↓

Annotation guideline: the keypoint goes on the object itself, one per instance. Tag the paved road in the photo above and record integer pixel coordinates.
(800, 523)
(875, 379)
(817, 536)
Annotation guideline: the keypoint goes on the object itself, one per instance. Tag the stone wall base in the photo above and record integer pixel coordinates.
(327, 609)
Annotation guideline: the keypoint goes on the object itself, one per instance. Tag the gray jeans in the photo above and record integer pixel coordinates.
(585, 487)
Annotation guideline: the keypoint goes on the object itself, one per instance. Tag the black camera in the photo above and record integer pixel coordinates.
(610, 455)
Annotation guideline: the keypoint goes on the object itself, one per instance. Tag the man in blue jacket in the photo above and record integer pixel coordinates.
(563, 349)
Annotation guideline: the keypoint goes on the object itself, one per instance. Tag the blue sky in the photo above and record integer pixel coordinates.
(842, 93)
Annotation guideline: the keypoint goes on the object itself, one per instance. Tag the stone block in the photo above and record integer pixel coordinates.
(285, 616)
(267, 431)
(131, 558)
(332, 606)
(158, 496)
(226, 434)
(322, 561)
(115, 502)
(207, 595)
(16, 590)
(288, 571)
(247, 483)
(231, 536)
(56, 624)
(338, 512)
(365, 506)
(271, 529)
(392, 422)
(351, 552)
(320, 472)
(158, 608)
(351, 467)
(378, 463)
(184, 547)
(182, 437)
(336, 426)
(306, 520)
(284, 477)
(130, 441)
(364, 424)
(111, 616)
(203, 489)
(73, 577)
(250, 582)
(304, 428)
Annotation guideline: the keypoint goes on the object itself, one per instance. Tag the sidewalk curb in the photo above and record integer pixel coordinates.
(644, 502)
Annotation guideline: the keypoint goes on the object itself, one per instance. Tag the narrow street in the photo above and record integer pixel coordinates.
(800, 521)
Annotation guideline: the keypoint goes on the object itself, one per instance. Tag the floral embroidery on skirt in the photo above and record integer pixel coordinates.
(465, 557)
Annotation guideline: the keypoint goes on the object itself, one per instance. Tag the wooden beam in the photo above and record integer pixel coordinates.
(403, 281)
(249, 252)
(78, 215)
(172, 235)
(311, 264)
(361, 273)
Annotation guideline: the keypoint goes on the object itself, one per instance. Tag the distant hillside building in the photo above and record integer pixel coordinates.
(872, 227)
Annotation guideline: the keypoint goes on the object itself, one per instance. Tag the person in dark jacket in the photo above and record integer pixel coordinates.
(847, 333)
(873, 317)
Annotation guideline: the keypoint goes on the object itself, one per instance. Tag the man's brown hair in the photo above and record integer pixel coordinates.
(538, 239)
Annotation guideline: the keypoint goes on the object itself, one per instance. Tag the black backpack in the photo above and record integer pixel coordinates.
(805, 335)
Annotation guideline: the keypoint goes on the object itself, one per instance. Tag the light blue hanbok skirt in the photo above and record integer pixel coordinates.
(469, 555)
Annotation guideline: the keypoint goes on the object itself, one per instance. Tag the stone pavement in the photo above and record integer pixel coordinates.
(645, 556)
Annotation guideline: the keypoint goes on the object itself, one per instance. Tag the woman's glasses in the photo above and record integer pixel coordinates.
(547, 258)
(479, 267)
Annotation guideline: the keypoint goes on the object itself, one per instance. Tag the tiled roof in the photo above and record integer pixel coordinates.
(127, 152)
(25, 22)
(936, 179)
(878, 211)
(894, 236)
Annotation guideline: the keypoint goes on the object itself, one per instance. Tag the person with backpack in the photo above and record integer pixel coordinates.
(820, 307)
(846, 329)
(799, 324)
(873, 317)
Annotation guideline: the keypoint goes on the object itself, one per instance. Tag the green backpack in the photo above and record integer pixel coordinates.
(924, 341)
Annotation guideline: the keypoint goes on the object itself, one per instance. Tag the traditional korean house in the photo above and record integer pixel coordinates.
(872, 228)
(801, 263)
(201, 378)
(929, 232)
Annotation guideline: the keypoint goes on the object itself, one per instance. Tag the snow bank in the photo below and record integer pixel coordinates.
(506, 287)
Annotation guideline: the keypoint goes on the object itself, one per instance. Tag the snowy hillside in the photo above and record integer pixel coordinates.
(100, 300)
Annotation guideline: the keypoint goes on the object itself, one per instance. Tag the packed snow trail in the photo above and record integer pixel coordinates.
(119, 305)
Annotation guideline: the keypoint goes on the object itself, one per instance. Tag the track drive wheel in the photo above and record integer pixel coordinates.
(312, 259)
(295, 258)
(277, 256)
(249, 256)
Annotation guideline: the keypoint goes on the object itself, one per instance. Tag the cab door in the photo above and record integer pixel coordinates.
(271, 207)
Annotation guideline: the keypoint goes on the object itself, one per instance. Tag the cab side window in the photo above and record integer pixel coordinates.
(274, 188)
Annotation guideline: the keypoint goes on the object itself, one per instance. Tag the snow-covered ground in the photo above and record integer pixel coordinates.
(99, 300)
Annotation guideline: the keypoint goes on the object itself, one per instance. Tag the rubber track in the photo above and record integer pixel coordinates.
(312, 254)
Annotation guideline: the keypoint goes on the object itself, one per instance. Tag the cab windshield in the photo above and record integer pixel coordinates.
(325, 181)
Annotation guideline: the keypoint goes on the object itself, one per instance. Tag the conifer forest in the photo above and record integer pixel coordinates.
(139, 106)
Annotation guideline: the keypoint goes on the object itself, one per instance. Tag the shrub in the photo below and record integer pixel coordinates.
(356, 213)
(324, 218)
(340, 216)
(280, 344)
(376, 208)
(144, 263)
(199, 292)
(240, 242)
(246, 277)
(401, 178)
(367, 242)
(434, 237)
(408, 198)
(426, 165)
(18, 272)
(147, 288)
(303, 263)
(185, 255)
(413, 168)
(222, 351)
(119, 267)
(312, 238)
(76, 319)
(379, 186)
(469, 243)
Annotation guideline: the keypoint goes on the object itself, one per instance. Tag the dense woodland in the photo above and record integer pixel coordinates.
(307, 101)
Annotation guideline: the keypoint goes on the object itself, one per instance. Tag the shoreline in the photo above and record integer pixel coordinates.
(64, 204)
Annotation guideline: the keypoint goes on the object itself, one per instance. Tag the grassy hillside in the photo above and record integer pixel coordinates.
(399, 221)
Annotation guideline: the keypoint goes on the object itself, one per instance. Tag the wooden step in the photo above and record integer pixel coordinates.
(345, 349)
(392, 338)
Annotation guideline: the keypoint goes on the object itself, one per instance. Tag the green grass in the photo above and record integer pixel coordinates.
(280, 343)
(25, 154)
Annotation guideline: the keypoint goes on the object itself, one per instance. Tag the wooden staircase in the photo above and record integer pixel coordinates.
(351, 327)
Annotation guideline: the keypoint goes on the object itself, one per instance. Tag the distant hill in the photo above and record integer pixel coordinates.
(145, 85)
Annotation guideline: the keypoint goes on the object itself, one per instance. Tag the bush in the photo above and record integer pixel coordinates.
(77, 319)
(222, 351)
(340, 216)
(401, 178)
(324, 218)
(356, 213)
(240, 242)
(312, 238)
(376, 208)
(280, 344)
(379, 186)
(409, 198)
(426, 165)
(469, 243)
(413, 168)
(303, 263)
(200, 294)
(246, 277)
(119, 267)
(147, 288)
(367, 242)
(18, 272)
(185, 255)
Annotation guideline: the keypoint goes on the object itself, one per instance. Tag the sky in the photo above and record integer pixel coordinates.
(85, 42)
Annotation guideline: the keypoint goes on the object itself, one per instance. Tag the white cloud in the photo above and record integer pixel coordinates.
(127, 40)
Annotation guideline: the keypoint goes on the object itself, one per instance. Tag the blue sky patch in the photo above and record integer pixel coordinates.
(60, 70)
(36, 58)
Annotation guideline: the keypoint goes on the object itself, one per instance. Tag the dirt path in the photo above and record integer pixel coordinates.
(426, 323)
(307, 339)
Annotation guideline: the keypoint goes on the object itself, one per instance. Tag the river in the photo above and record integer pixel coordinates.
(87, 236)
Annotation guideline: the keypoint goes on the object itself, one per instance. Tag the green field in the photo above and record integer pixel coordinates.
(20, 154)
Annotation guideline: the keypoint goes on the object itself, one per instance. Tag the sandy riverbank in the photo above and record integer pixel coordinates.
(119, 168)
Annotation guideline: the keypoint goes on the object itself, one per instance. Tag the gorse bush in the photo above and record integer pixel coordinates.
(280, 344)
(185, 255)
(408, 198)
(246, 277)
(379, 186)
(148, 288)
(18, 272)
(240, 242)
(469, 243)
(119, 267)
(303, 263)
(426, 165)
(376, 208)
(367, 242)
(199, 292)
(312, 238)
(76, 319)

↑

§ Assigned task: Go to the line containing "the green field" in the listing. Print it and every line through the last one, exactly and with nothing more.

§ Answer to this exercise:
Annotation guideline: the keypoint goes on the object itself, one per instance. Tag the green field in the photo above and record integer pixel coordinates.
(20, 154)
Annotation guideline: the keypoint goes on the object itself, one per instance. Tag the sandy riverbank in the photo above and record integer pixel coordinates.
(119, 168)
Annotation guideline: the keypoint goes on the object itself, one per instance. Tag the gorse bush in the photo above and record integer pixel coordinates.
(280, 344)
(185, 255)
(408, 198)
(246, 277)
(379, 186)
(148, 288)
(18, 272)
(240, 242)
(469, 243)
(119, 267)
(303, 263)
(426, 165)
(376, 208)
(367, 242)
(199, 292)
(312, 238)
(76, 319)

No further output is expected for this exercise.